Problems -
A) In the thread on repeated characters in strings, why does the first reply turn the strings into raw values instead of using strsplit()?
B) Pick up the thread on repeated characters in strings after its last line and keep it going.

Text section -
How can I get the characters that repeat at the same position in a string?
df <- data.frame(col1 = paste0("a", LETTERS[1:5]),
col2 = paste0("b", letters[1:5]),
col3 = paste0("ccde", letters[1:5]),
col4 = paste0('?', letters[1:2], 1:5),
col5 = paste0(1:5, 'hello you', letters[1:2], 1:5),
col6 = paste0('hello', letters[1:2], 1:5, "you"),
col7 = c("hello1 you", "hello you2", "hello3 you", "hello you4", "hello5 you"))
# col1 col2 col3 col4 col5 col6 col7
# 1 aA ba ccdea ?a1 1hello youa1 helloa1you hello1 you
# 2 aB bb ccdeb ?b2 2hello youb2 hellob2you hello you2
# 3 aC bc ccdec ?a3 3hello youa3 helloa3you hello3 you
# 4 aD bd ccded ?b4 4hello youb4 hellob4you hello you4
# 5 aE be ccdee ?a5 5hello youa5 helloa5you hello5 you
result <- c("a", "b", "ccde", "?", "hello you", "helloyou", "hello")
CodePudding user response:
Here is one possible approach. Convert the strings to raw, test the first against the rest for equality, reduce the result, and use it to subset the first before reconverting it back to character. You could do the same approach with strsplit()
but I believe that would be slightly less efficient.
f <- function(x) {
cv <- charToRaw(x[1])
rawToChar(cv[Reduce(`&`, lapply(x[-1], \(y) cv == charToRaw(y)))])
}
sapply(df, f2)
# col1 col2 col3 col4 col5 col6 col7
# "a" "b" "ccde" "?" "hello you" "helloyou" "hello"
CodePudding user response:
Update
As per your update on the expected output, it seems we can simplify f
a little bit
f <- function(v) {
l <- min(nchar(v))

Stored data -
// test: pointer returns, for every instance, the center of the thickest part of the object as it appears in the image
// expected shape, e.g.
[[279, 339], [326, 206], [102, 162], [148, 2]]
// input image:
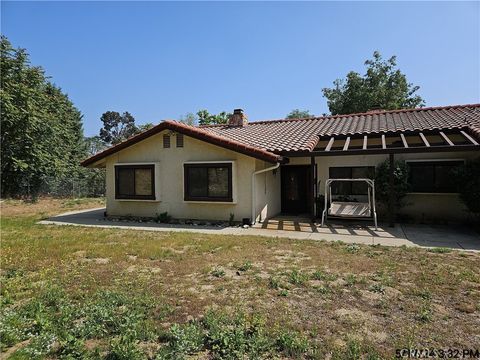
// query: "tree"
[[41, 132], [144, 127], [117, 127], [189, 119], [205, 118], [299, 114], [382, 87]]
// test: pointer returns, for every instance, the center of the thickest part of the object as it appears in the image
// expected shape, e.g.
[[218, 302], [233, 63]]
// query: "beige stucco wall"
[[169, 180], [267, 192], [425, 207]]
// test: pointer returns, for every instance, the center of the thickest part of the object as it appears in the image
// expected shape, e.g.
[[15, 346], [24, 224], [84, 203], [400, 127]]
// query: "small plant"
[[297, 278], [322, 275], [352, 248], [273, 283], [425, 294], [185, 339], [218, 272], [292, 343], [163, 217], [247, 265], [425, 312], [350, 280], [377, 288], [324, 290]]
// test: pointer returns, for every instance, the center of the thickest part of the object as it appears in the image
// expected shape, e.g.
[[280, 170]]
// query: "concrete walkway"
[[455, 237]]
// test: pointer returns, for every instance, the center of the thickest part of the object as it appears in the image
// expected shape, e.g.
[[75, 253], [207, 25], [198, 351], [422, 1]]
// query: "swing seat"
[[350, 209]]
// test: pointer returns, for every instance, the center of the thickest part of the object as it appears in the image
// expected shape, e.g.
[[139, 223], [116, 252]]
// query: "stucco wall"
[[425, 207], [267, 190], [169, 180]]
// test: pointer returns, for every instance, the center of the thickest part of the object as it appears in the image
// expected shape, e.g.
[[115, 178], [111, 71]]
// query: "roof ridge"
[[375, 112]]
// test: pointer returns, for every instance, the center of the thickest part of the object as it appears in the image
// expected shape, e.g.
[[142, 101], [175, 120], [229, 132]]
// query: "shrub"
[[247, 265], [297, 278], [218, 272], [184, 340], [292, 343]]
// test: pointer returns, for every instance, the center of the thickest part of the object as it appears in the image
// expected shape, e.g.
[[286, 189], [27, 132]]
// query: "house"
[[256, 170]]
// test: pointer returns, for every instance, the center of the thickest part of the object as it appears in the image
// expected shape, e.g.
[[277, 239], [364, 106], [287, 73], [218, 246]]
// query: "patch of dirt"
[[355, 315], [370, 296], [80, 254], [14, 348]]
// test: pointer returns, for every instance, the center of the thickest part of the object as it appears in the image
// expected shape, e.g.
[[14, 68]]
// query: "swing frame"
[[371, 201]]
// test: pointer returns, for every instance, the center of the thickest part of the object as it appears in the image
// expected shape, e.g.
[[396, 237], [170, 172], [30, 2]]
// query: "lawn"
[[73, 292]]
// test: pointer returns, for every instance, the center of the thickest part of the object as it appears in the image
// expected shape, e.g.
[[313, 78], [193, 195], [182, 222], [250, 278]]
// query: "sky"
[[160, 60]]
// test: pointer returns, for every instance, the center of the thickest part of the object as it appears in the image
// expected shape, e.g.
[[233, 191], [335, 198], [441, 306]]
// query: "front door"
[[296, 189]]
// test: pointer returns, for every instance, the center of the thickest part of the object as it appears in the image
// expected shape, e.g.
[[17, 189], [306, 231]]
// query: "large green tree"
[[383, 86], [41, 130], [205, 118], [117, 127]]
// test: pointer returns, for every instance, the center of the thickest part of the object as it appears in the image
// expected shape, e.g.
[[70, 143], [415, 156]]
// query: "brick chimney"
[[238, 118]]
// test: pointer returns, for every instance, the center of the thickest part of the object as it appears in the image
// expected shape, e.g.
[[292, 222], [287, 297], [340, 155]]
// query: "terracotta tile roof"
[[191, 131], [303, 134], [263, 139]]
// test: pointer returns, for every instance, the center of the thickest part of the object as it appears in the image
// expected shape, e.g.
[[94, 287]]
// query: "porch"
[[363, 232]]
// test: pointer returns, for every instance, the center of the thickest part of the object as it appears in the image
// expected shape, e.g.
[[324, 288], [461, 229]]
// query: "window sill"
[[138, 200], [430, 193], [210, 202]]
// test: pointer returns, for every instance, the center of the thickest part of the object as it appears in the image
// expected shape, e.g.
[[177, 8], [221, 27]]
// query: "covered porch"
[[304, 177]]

==

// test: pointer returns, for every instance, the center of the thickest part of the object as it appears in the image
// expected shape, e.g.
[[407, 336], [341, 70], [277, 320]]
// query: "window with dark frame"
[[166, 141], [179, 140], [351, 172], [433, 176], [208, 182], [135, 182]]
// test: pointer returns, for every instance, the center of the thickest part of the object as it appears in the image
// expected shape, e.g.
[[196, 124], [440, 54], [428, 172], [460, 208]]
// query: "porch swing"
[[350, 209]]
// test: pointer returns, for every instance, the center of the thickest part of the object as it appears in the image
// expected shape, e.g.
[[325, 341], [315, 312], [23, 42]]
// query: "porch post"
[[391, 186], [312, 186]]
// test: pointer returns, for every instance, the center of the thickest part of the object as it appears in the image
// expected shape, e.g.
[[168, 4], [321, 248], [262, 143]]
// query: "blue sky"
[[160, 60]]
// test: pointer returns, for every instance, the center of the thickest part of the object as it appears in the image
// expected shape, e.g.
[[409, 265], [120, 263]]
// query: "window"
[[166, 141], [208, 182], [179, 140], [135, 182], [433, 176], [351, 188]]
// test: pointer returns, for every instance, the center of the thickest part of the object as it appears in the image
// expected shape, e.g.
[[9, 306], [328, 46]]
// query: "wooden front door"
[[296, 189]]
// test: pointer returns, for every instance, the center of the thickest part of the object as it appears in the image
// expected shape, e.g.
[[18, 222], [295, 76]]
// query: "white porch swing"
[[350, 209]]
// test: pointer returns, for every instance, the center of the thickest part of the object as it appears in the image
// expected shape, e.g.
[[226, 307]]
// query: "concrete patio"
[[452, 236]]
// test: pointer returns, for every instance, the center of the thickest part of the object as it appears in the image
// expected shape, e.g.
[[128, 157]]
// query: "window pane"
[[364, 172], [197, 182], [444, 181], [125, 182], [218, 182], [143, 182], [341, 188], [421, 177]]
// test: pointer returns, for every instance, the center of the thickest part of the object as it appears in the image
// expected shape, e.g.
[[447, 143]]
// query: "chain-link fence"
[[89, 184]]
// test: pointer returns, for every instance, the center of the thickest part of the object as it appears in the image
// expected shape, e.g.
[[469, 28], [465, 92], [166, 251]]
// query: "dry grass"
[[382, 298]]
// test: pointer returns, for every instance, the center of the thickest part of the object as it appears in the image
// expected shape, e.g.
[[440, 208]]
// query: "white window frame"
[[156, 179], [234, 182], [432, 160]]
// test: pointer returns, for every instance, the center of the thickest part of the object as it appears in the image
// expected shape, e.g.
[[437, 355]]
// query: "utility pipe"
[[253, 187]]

In response -
A) The reply's author thinks a strsplit() version would be slightly less efficient.

B)
res <- vector("list", l)
for (i in 1:l) {
x <- substr(v, i, i)
if (length(unique(x)) == 1) {
res[[i]] <- x[1]
}
}
paste0(unlist(res),collapse = "")
}
such that
> sapply(df, f)
col1 col2 col3 col4 col5 col6
"a" "b" "ccde" "?" "hello you" "helloyou"
col7
"hello"
Previous Answer
Here is a base R option using a custom function f
to iterate through columns (I guess there must be some other packages or functionalities which are more efficient than mine, but I have no idea about them)
f <- function(v) {
l <- min(nchar(v))
res <- vector("list", l)
for (i in 1:l) {
x <- substr(v, i, i)
if (length(unique(x)) == 1) {
res[[i]] <- x[1]
}
}
trimws(
paste0(
tapply(
res,
cumsum(c(0, diff(lengths(res)) != 0)),
function(x) {
u <- unlist(x)
ifelse(length(u), paste0(u, collapse = ""), " ")
}
),
collapse = ""
))
}
and you will see
> sapply(df, f)
col1 col2 col3 col4 col5 col6
"a" "b" "ccde" "?" "hello you" "hello you"
col7
"hello"